Doc-First Development: Programming in Markdown

I don’t write code anymore. I don’t write docs either. I work with Claude to produce both.

The .md file is the source of truth. The code is generated from it. But the doc itself? Also generated—through conversation, iteration, pushing back until it’s right.

The Workflow

Step 1: Brain dump. Stream of consciousness to Claude. Misspellings, run-on sentences, whatever. It handles the mess.

Step 2: Ask for an architecture plan. Always. Before any code. Claude produces a draft.

Step 3: Be nitpicky. LLMs are weak at system-2 thinking. They don’t always interpret instructions the way you think you said them. Push back on approach and structure. This is where you catch misinterpretations.

Step 4: Iterate until it’s exactly right. Don’t accept the first plan. Keep refining.

Step 5: Let it implement. Never manually edit files. Re-prompt instead.

That last part is the hardest for most developers. Every manual edit is a bottleneck. You’re faster re-prompting than you are typing—for code and docs.

Why Planning Matters More Now

Counter-intuitive: AI makes planning more important, not less.

When implementation is instant, bad architecture costs you instantly too. You can build the wrong thing in an afternoon. The constraint isn’t coding speed anymore—it’s knowing what to build.

Spend the time upfront. Argue with the plan. Push back on approach and structure. That’s where you add value.

+---+

> **PROBLEMS AND TASKS**:
a – In the article on doc-first development, what is named as the source of truth?
b – Name each step of the workflow in the article on doc-first development.
c – Decide whether each statement agrees with the article on doc-first development, and quote the words that settle it:
(i) The author still writes the docs by hand.
(ii) AI makes planning less important.
(iii) Files should be re-prompted rather than edited manually.
None of the entries is needed.

[Extracted data entries]
+---+

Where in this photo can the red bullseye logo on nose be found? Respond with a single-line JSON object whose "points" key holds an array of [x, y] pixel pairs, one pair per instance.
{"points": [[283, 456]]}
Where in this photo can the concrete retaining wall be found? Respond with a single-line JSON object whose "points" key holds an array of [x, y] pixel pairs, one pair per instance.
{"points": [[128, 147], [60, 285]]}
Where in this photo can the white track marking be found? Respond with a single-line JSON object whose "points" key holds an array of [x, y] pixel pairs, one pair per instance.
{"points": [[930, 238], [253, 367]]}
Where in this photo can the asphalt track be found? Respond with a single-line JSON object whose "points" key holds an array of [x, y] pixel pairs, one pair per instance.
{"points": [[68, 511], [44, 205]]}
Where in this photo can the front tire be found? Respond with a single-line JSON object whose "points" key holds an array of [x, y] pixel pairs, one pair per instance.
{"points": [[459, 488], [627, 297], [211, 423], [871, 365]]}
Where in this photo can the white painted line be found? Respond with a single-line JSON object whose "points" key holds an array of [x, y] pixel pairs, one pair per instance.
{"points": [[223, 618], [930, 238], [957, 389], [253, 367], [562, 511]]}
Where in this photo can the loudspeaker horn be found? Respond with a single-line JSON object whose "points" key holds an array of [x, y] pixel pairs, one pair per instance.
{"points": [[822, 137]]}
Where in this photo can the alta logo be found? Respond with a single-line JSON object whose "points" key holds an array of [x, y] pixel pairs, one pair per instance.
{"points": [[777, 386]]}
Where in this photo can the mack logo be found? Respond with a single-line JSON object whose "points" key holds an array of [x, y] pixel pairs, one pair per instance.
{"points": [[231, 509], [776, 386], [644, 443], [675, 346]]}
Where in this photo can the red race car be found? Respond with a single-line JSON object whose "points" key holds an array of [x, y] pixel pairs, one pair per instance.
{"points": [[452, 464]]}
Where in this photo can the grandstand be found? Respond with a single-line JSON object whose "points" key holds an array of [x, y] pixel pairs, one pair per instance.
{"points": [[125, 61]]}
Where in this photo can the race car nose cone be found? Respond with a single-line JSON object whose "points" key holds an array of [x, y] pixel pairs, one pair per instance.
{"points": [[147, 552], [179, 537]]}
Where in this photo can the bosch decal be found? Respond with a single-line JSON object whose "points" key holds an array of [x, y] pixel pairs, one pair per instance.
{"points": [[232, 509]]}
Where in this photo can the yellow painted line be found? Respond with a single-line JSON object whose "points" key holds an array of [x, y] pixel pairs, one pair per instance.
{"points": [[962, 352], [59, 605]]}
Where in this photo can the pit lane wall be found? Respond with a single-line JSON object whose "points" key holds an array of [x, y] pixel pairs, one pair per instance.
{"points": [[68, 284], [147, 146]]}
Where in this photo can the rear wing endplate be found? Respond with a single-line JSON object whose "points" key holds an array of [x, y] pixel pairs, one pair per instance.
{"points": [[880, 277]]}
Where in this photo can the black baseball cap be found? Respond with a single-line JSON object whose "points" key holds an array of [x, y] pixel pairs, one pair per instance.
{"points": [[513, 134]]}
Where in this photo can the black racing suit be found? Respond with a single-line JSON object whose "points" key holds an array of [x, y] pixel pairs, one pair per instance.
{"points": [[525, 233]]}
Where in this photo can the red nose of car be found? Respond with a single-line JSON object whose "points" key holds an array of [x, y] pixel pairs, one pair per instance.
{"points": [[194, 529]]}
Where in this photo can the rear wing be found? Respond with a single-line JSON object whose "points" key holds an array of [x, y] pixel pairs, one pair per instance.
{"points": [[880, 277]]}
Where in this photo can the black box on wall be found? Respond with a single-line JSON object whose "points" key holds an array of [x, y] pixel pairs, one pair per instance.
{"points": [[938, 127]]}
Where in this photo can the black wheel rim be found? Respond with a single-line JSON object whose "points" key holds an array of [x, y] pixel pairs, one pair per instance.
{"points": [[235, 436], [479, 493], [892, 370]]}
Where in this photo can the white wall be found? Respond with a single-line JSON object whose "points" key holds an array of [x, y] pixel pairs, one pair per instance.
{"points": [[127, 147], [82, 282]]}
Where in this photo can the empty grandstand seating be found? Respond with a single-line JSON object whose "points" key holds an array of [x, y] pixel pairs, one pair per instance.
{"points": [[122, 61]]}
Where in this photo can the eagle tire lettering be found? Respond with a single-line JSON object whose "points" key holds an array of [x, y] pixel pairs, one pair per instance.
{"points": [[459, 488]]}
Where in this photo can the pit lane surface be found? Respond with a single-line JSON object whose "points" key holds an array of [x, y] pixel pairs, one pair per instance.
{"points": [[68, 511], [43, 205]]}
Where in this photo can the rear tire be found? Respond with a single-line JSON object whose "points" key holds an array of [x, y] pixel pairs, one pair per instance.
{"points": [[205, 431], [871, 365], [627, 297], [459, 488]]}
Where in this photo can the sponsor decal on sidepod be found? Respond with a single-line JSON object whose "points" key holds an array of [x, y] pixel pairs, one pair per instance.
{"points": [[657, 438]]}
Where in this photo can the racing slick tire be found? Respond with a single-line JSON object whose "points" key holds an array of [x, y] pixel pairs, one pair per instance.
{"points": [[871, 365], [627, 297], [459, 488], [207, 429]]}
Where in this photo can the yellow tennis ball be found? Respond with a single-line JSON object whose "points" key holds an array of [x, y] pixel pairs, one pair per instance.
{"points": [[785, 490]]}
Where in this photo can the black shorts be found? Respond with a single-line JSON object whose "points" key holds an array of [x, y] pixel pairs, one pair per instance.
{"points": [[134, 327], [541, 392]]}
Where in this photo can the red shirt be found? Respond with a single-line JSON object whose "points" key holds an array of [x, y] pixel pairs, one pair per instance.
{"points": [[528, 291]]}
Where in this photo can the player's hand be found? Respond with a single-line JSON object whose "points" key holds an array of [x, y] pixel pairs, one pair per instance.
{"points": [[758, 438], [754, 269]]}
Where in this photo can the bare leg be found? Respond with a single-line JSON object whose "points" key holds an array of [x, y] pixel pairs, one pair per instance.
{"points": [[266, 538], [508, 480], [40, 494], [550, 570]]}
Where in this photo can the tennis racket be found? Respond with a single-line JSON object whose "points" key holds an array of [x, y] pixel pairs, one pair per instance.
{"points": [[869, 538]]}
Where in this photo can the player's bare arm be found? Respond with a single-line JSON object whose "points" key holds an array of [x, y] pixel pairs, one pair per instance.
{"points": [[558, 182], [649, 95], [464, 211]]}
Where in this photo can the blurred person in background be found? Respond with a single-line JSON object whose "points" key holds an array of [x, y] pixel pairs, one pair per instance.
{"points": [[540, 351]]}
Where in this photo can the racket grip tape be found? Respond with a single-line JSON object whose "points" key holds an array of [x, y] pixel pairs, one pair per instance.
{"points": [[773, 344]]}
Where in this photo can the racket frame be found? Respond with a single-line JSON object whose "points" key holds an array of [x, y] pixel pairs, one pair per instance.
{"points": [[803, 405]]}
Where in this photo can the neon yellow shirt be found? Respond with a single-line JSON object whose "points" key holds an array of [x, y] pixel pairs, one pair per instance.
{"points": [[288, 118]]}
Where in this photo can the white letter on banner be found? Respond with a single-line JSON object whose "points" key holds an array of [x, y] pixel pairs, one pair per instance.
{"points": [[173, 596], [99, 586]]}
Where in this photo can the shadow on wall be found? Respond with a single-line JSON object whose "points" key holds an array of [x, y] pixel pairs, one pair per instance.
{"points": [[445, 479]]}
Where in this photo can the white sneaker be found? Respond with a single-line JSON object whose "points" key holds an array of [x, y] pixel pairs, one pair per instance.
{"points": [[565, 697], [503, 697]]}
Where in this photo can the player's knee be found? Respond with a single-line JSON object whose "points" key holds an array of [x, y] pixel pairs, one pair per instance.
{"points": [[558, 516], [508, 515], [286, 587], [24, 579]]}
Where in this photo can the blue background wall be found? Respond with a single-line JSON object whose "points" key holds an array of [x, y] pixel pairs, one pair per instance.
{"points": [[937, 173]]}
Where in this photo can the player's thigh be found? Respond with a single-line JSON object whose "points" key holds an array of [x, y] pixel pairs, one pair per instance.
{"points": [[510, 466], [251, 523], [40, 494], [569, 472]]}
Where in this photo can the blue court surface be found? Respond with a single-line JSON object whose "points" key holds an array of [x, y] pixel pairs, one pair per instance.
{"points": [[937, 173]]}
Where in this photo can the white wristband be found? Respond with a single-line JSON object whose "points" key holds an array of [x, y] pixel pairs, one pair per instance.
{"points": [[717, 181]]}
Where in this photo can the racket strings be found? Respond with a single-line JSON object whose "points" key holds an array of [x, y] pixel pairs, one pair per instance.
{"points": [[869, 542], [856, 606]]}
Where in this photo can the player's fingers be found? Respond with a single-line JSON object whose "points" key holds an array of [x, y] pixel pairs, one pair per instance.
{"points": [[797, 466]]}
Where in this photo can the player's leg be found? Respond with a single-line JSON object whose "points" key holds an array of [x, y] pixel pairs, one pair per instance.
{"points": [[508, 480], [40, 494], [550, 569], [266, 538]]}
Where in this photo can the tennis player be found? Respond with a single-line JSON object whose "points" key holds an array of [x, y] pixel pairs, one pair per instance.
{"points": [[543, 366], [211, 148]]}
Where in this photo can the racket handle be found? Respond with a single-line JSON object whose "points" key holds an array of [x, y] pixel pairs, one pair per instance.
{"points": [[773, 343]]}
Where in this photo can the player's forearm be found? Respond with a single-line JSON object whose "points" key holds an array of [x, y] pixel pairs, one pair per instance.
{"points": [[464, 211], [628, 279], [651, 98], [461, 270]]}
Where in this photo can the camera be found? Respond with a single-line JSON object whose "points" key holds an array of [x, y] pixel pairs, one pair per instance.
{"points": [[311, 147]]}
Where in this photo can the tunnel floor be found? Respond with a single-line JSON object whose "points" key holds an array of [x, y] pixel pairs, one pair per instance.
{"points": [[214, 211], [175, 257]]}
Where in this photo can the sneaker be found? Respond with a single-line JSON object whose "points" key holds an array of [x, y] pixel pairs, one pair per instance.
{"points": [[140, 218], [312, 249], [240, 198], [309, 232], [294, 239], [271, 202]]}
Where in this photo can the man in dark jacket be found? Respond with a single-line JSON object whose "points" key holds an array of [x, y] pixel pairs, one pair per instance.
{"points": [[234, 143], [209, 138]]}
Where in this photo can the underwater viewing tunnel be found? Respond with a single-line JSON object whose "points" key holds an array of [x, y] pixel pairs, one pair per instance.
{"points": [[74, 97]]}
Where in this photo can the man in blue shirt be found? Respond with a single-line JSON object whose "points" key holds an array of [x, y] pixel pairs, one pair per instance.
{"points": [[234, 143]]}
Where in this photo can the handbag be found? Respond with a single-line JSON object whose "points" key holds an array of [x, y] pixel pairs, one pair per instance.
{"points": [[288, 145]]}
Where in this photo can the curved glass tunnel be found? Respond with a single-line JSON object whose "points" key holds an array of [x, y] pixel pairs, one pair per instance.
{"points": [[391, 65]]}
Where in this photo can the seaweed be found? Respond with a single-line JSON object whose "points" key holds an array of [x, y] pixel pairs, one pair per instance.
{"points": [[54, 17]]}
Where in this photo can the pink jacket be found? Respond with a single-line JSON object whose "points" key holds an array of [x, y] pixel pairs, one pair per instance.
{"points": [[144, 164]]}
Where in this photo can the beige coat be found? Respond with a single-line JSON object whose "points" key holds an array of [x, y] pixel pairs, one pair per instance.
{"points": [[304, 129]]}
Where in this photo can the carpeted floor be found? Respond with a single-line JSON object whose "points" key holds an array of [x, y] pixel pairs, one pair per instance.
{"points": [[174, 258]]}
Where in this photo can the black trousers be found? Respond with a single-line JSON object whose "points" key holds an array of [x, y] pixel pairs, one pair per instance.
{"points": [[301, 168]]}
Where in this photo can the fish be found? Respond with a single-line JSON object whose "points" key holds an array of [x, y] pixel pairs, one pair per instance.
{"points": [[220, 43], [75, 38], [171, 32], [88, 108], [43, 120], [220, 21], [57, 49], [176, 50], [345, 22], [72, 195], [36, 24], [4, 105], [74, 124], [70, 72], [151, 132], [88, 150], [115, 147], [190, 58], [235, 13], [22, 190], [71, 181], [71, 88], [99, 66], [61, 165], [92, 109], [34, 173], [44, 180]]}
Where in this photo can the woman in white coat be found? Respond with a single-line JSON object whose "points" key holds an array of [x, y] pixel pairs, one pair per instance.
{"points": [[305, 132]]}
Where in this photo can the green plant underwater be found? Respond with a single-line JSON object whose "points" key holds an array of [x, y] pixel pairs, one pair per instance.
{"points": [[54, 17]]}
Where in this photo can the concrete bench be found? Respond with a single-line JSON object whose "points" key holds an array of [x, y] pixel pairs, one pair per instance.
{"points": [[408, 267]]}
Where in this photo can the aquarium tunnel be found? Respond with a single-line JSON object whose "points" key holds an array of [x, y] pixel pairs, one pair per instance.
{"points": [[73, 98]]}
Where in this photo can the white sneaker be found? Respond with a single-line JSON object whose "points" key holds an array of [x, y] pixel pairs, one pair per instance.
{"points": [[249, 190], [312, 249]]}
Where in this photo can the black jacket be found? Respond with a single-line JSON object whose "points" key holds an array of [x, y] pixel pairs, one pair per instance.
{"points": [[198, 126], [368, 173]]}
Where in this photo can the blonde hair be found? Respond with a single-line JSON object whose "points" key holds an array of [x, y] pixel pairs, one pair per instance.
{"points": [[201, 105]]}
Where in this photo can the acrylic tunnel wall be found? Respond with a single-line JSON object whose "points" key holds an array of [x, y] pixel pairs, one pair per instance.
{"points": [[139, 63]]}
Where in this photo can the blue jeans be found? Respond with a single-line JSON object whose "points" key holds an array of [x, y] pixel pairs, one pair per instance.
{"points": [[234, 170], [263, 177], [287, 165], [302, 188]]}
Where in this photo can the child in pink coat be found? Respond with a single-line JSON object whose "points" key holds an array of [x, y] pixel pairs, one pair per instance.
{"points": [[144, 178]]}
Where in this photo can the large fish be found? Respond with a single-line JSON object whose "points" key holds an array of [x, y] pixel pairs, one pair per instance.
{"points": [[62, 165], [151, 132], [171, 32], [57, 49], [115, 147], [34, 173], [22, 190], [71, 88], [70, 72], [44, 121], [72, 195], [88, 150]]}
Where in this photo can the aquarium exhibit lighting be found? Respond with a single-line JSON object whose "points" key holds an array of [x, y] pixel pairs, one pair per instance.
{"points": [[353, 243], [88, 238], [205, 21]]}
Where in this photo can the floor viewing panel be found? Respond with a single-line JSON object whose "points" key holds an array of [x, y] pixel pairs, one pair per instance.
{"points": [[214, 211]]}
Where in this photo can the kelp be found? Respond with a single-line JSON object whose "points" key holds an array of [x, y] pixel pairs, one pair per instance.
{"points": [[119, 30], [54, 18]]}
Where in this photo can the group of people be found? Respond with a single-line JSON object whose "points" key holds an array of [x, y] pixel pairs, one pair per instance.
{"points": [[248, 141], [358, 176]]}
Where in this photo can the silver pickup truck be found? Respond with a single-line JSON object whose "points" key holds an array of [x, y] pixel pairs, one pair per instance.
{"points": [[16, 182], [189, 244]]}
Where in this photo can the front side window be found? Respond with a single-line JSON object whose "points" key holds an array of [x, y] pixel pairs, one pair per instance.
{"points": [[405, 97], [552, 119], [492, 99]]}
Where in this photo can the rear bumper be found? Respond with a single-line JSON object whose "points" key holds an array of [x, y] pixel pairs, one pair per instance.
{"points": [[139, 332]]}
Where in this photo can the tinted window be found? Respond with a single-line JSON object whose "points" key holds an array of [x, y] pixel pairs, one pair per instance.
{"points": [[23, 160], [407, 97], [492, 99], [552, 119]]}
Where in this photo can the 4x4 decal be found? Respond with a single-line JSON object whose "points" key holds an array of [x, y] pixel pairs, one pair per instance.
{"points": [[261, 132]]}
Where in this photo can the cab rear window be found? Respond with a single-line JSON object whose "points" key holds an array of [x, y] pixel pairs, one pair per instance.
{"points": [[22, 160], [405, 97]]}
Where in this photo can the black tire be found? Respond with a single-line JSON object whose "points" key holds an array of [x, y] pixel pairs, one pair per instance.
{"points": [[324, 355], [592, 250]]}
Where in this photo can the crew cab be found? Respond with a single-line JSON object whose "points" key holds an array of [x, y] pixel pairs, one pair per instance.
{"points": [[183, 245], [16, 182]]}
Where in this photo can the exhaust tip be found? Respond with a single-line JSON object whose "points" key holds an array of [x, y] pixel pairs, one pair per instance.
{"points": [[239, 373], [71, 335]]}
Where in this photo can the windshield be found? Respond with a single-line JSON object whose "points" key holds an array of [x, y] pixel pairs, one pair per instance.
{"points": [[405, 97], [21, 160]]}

+---+

> **SOLUTIONS**:
a – The .md file is the source of truth.

b –
- Brain dump
- Ask for an architecture plan
- Be nitpicky
- Iterate until it's exactly right
- Let it implement

c –
(i) No: "I don’t write docs either."
(ii) No: "AI makes planning more important, not less."
(iii) Yes: "Never manually edit files. Re-prompt instead."